Dear Parents, Guardians and Friends, 

May the God of Love whose presence is revealed in the troubling and troubled faces of the war-torn, be revealed in all your touches of sacrificial love and generosity. This letter comes to you in the first of the two weeks of ‘Passiontide’ [the second week being ‘Holy Week’].  

Easter begins on Sunday 17th April at dawn, as it was at dawn that Christians hold that Jesus was raised, much to the bewilderment of most of his followers both then and now! It’s understandable that many call this time Easter. The habit has established itself in the same way as for the two months at the end of each year, the term Christmas has eclipsed the Season of Advent. There are several reasons for this; one being commercial retail pressure, along with decreasing familiarity with the story of Jesus Passion. My strong suggestion to you is that you give time in the next days to reading St Mark’s Gospel Chapter 14 to the end – the shortest and simplest narrative of the Passion of Jesus. Take your time over your reading and stop when something in the words touches you. Read, Ponder and Be Silent with the Passion –  and, of course, Easter. 

Here’s a story which I shared with the school at the Passiontide Eucharist on the last day of term, which I think you’ll appreciate no matter what you do or do not believe.

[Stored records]

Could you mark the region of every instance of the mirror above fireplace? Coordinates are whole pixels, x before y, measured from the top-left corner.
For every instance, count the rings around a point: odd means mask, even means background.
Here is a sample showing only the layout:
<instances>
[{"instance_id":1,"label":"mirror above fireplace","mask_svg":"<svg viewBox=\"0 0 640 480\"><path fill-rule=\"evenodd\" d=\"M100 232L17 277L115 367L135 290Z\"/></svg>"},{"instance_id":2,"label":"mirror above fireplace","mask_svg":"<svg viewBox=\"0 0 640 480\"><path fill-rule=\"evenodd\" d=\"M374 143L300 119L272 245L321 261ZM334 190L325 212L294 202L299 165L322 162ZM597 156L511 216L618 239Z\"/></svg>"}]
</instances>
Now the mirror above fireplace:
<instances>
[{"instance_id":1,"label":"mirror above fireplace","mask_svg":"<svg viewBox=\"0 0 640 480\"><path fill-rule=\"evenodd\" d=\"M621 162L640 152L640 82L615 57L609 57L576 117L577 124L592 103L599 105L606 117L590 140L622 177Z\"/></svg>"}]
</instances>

_WHAT IS REQUIRED:_ Which named seasons or times of the church year does the letter to parents mention? The stored records have no connection to the letter above.

_TASK RESULT:_
- Passiontide
- Holy Week
- Easter
- Christmas
- Advent